» Quoted text:
Hubert Jedin (17 June 1900, in Groß Briesen, Friedewalde, Silesia – 16 July 1980, in Bonn) was a Catholic Church historian from Germany, whose publications specialized on the history of ecumenical councils in general and the Council of Trent in particular, on which he published a 2400-page history over the years 1951–1975.

Early years 
He was born in Upper Silesia as one of ten children and studied theology in Breslau, Munich and Freiburg. He was ordained in 1924. In 1927 he went to Rome where he completed a biography of Girolamo Seripando. He returned to Germany in 1930, to teach Church History at the Catholic faculty  of the University of Breslau. Because of his Jewish mother, he was defined half-Jewish by the National Socialists. They stripped him of all academic titles  and prohibited him from working in public institutions in Germany. Jedin returned to Rome and worked there for the Görres Society. From 1936 until 1939, he worked for his diocese in Breslau. He returned to Rome after narrowly escaping deportation to the Concentration Camp at Buchenwald.

History of the Council of Trent 
In Rome, he lived at the Campo Santo Teutonico in the Vatican and was thus under the  protection of Pope Pius XII during the German occupation. He worked on a history of the Council of Trent, which he published in the years 1951–1976.  Jedin created the most comprehensive description  of the Council in his  History of the Council of Trent (Geschichte des Konzils von Trient with about 2400 pages in four volumes: 
 The History of the Council of Trent: The Fight for a Council  
 The History of the Council of Trent: The First Sessions in Trent 1545–1547  
 The History of the Council of Trent: Sessions in Bologna 1547–1548 and Trent 1551–1552 
 The History of the Council of Trent: Third Period and Conclusion

Vatican II 
After the war he was rehabilitated in Germany and accepted a professorship at the University of Bonn in 1948.  Pope John XXIII nominated him to assist in the preparation of the Second Vatican Council in 1960. He continued to work for the council until it ended in 1965.

» Excerpted data:
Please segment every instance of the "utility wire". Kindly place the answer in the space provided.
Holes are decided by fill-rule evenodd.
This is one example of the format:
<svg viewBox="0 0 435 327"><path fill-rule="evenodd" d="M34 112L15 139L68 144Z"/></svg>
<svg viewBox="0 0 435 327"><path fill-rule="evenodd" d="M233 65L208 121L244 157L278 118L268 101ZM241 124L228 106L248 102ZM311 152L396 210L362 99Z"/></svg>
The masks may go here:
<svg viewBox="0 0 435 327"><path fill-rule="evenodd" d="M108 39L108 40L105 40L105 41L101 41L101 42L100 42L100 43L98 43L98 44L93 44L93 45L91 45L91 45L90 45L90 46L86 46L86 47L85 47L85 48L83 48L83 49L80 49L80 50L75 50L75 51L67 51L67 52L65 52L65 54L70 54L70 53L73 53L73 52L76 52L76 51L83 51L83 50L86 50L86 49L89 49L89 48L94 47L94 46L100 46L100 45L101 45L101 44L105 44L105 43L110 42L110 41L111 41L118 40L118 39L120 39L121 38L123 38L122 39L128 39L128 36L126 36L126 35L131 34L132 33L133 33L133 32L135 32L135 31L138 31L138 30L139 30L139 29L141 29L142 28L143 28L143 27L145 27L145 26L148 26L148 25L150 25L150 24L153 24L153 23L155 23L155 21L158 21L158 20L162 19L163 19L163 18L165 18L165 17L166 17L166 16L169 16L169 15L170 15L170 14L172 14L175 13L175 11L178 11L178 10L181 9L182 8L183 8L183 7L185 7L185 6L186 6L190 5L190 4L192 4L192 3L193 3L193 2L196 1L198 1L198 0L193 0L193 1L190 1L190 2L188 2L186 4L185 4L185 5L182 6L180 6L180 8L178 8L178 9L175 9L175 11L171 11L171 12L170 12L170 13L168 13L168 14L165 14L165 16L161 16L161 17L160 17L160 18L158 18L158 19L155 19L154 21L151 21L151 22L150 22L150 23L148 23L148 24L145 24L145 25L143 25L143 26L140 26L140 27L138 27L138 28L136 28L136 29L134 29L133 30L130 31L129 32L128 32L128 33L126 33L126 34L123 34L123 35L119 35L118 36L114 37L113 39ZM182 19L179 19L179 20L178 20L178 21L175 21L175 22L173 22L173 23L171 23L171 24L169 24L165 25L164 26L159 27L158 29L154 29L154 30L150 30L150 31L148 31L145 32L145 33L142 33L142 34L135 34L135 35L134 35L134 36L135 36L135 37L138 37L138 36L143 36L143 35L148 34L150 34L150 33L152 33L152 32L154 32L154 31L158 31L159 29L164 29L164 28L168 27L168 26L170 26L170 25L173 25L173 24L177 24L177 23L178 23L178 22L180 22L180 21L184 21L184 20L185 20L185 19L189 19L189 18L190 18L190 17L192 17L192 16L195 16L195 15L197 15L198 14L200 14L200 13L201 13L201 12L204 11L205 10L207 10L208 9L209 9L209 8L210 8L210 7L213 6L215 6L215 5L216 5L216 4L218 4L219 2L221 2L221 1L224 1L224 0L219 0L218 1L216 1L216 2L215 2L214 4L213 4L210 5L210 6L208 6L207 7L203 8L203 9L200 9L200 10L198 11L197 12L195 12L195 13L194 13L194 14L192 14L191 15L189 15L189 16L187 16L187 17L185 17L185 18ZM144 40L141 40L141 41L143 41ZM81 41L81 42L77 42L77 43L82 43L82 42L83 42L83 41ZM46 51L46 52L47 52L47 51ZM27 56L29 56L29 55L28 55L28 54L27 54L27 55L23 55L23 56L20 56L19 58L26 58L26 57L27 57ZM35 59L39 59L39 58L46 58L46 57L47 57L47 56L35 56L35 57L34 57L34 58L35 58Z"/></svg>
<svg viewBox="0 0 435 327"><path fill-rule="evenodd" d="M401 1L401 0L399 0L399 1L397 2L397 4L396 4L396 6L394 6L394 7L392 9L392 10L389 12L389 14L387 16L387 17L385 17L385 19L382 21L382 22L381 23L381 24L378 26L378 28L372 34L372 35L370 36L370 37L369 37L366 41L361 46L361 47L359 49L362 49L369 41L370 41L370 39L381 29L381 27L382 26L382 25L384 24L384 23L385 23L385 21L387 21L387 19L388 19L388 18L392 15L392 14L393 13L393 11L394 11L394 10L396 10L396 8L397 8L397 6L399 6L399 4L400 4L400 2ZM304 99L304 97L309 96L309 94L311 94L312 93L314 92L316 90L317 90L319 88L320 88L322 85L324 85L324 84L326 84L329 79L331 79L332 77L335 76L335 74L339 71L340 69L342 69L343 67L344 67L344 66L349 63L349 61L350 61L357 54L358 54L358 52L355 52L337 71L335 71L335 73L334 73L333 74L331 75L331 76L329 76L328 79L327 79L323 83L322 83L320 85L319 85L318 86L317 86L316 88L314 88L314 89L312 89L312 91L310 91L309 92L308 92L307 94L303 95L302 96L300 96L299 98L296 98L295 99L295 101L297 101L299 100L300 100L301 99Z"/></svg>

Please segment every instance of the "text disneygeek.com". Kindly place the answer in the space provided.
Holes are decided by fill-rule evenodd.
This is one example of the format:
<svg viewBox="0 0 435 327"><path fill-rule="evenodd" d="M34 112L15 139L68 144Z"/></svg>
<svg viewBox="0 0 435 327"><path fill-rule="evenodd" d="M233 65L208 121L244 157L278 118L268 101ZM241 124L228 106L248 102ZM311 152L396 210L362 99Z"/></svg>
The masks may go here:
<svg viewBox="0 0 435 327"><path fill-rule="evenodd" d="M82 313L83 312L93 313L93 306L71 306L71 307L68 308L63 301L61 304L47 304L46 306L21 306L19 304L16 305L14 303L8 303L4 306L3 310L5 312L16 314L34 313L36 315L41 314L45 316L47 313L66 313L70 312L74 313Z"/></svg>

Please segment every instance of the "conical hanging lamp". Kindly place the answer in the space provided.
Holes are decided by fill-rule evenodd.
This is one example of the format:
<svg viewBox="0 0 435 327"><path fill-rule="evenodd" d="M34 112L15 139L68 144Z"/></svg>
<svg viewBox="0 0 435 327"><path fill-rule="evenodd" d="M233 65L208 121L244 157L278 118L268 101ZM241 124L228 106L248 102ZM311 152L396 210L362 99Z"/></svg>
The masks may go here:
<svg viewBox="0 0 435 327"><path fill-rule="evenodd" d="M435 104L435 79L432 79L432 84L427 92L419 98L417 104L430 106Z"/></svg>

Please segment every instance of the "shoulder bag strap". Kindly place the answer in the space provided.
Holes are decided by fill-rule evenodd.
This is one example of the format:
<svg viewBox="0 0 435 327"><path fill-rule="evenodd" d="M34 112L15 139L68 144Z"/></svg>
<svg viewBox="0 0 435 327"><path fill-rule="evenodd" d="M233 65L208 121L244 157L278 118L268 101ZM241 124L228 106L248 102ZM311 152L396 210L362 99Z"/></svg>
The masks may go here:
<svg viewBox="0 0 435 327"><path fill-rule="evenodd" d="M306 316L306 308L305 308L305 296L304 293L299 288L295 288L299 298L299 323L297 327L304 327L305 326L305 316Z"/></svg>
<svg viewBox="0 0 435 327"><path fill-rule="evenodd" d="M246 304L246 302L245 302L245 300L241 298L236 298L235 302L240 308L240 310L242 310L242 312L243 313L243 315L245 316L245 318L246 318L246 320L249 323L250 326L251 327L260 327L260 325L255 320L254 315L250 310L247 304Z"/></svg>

» Stated goal 1: Can you copy the passage of the Hubert Jedin biography between "Early years" and "Camp at Buchenwald.", inclusive, word for word?
» Stated goal 2: How many lines in the records contain the string "segment"? Reply with the number alone.

» Full solution 1:
Early years 
He was born in Upper Silesia as one of ten children and studied theology in Breslau, Munich and Freiburg. He was ordained in 1924. In 1927 he went to Rome where he completed a biography of Girolamo Seripando. He returned to Germany in 1930, to teach Church History at the Catholic faculty  of the University of Breslau. Because of his Jewish mother, he was defined half-Jewish by the National Socialists. They stripped him of all academic titles  and prohibited him from working in public institutions in Germany. Jedin returned to Rome and worked there for the Görres Society. From 1936 until 1939, he worked for his diocese in Breslau. He returned to Rome after narrowly escaping deportation to the Concentration Camp at Buchenwald.

» Full solution 2: 4